» O QUE SE PEDE
a - Enumere todos os títulos de filmes mencionados na resenha.
b - Indique quantas linhas contêm a palavra "dark". Responda apenas com o número.

» TRECHO DA RESENHA
———
Durante uma noite aparentemente corriqueira no Amazonas, o policial Dalberto (Daniel de Oliveira) atende um chamado de agressão física. Ao chegar no local, ele se depara com uma poça de sangue, um homem no chão e duas mulheres. A mais velha é a primeira a prestar esclarecimento, mas é Anaíra (Sophie Charlotte), a mais jovem, quem assume a autoria (“fui eu! Quebrei uma garrafa e enfiei nele!”). O que era para ser um simples contato protocolar se revela o início de uma paixão, transformada em amor à medida em que Anaíra e Dalberto se conhecem e traçam planos para o futuro. Ele mira na riqueza material, oferecendo dinheiro e posses, mas ela quer o abstrato, “uma noite inesquecível”. Para realizar o desejo da futura esposa, Dalberto, que deixou a corporação para viver da pesca, resolve aceitar um trabalho clandestino, mas os dez dias iniciais da viagem rapidamente se multiplicam quando o homem recebe uma proposta financeiramente ainda mais tentadora.

Tentação, aliás, é o cerne de O Rio do Desejo, novo filme do veterano Sérgio Machado, diretor dos ótimos Cidade Baixa e Quincas Berro d’Água e roteirista de Madame Satã e Abril Despedaçado. O currículo recheado de pérolas do nosso cinema serve como chancela do seu talento e nos lembra de que o baiano de 55 anos é capaz de muito mais. Pois O Rio do Desejo, em seus ecos de Cidade Baixa, seu longa-metragem de ficção mais reconhecido, evidencia um profissional em pleno domínio de suas funções, claro, mas que opera numa marcha diferente, mais lenta, como se estivesse acomodado em sua zona de conforto.
———
» LINHAS A CONSULTAR
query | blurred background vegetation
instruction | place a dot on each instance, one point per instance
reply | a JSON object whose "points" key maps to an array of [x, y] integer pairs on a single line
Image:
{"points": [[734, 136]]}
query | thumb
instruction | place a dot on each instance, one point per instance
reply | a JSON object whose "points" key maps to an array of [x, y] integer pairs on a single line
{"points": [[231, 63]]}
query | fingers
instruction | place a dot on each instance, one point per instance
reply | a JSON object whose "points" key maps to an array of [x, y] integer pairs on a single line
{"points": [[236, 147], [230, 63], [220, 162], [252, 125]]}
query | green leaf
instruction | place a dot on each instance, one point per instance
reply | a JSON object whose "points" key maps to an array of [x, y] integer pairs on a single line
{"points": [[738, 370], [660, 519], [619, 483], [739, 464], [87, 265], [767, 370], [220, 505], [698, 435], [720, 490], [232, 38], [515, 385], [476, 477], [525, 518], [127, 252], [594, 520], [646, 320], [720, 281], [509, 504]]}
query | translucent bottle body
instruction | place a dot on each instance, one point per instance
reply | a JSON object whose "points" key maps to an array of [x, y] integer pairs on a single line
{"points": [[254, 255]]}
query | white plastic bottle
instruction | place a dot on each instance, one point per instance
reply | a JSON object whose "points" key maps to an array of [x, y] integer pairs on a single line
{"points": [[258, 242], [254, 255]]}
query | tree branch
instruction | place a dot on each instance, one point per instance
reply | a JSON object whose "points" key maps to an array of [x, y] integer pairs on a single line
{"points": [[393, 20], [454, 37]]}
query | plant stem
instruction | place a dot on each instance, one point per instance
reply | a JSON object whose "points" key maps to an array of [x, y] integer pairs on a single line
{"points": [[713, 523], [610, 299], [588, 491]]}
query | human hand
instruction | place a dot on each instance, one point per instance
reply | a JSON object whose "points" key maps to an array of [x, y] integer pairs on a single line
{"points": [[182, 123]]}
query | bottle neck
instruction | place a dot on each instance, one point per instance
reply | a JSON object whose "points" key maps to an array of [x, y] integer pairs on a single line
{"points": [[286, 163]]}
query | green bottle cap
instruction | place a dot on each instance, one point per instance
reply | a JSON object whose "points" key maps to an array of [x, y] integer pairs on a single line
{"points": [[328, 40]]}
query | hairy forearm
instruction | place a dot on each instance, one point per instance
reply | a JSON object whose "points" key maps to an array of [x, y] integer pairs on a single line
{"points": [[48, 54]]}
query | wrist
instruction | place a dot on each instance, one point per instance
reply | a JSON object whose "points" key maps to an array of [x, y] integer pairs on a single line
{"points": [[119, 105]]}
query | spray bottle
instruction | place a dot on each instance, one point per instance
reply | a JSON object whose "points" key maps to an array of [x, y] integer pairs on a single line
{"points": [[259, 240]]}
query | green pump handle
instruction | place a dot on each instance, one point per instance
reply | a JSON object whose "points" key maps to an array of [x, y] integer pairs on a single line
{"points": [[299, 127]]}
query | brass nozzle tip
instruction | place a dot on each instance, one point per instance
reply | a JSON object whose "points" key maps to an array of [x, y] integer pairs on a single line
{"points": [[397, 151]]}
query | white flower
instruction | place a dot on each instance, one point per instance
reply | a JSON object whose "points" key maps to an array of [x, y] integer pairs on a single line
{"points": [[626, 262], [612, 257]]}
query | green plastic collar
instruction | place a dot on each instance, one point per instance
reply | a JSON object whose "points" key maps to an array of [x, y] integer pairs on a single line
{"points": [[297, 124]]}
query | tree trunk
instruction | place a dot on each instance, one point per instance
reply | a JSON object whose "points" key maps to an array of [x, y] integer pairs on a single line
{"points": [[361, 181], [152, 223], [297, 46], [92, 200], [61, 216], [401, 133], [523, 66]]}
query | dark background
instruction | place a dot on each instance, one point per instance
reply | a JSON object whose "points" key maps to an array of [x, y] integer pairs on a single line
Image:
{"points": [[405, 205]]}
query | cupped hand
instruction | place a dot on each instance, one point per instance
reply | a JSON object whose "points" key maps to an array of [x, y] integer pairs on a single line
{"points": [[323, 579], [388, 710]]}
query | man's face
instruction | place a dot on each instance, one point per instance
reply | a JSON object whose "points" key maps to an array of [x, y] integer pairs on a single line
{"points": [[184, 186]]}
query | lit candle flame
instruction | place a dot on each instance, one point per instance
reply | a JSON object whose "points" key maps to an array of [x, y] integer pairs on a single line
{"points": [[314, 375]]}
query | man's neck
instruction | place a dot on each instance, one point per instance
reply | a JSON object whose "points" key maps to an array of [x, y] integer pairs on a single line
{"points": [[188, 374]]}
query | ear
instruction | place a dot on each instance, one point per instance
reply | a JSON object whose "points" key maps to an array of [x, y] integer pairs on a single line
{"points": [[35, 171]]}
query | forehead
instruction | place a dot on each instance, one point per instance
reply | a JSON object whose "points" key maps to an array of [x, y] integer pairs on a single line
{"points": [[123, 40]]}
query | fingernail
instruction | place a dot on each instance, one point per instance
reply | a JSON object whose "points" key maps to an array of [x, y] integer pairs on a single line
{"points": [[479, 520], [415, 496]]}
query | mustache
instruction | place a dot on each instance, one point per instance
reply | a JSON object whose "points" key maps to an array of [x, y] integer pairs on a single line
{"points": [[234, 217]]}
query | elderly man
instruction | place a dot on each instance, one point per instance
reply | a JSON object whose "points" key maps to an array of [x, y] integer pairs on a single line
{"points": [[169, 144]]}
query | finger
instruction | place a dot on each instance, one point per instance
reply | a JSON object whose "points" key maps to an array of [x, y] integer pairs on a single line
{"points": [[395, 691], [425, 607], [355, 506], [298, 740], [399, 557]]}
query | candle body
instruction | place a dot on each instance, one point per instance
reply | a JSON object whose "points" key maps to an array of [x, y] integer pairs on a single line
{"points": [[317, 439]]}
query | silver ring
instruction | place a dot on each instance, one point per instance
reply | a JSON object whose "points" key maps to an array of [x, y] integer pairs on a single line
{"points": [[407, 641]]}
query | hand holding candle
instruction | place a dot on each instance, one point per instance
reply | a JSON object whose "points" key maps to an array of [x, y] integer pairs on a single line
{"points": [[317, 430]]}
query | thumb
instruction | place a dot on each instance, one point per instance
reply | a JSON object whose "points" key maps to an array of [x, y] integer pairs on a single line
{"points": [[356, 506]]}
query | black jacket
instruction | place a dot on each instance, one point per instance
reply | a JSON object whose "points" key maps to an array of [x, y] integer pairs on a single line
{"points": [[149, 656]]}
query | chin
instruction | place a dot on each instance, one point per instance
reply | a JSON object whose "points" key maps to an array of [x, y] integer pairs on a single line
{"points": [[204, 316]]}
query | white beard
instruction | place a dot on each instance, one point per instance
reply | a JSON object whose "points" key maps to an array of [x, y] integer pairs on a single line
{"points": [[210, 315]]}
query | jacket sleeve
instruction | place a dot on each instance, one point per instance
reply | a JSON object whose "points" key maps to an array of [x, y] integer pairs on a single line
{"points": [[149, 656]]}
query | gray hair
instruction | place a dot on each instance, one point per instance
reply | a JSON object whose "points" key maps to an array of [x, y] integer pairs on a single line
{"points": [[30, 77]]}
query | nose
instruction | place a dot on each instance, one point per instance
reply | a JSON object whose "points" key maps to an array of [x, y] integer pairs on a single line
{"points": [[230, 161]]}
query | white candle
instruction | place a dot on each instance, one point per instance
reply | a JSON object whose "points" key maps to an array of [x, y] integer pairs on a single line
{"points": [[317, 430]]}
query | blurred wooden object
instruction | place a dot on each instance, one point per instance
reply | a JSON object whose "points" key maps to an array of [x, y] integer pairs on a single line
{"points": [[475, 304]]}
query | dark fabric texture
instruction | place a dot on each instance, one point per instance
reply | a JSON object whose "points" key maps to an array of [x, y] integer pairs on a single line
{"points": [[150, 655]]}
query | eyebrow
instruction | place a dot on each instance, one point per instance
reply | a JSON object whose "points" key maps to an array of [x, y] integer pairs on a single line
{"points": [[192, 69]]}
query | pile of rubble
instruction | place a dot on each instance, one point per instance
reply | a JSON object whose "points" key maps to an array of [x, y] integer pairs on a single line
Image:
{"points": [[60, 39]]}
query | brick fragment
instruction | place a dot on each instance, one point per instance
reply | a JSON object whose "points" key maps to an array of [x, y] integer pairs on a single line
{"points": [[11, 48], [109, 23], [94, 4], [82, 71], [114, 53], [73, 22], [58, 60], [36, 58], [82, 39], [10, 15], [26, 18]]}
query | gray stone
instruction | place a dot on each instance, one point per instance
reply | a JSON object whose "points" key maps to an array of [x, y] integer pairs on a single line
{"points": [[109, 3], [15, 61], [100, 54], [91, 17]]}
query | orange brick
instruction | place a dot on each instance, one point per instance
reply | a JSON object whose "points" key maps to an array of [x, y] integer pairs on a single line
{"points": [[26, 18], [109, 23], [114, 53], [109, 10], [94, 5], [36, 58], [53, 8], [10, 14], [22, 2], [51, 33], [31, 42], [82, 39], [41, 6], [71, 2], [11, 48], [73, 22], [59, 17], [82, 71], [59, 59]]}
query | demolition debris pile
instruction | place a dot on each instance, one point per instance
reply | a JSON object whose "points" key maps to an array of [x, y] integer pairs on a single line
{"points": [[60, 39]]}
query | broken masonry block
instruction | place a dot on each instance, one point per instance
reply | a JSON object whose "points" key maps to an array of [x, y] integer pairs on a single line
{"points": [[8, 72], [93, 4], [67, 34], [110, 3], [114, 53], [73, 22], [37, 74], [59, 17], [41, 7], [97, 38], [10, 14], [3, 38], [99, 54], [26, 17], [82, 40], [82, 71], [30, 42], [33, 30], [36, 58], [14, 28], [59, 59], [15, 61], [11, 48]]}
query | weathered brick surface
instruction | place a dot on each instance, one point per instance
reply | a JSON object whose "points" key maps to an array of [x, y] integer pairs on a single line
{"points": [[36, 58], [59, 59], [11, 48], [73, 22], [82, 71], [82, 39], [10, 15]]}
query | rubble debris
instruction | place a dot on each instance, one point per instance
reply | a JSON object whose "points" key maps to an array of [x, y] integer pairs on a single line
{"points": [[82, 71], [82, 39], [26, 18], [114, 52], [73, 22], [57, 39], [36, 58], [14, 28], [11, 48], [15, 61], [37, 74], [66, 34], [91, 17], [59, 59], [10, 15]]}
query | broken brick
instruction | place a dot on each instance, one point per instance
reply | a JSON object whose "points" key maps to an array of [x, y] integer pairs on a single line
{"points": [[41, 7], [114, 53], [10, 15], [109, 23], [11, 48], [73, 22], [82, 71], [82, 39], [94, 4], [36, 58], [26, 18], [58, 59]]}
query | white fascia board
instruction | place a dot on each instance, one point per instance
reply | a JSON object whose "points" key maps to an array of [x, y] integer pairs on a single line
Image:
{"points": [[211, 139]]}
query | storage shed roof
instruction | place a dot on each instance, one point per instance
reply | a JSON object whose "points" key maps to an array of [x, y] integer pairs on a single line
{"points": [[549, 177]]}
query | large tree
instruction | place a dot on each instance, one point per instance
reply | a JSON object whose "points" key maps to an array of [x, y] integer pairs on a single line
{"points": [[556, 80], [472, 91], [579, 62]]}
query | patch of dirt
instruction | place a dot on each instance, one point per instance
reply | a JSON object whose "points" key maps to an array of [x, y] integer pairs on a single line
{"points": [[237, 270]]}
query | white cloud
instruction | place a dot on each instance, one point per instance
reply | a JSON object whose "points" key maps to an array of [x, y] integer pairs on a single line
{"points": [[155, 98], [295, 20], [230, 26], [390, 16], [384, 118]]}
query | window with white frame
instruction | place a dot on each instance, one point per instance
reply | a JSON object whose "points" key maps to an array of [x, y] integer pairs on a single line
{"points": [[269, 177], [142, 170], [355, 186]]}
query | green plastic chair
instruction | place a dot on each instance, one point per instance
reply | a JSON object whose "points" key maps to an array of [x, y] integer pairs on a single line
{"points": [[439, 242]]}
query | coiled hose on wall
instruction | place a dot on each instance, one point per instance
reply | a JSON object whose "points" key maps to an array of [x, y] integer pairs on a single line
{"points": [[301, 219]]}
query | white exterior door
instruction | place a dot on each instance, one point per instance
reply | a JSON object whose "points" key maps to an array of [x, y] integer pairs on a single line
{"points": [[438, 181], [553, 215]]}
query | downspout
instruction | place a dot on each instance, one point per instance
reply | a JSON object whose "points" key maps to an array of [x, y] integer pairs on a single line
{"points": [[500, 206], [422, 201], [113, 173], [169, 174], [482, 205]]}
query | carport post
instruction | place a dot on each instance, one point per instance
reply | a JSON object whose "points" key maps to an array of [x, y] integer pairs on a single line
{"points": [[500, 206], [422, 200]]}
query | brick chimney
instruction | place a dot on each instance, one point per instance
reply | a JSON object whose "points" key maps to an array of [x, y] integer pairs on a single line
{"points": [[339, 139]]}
———
» CONJUNTO DE RESPOSTAS
a - O Rio do Desejo, Cidade Baixa, Quincas Berro d'Água, Madame Satã, Abril Despedaçado

b - 2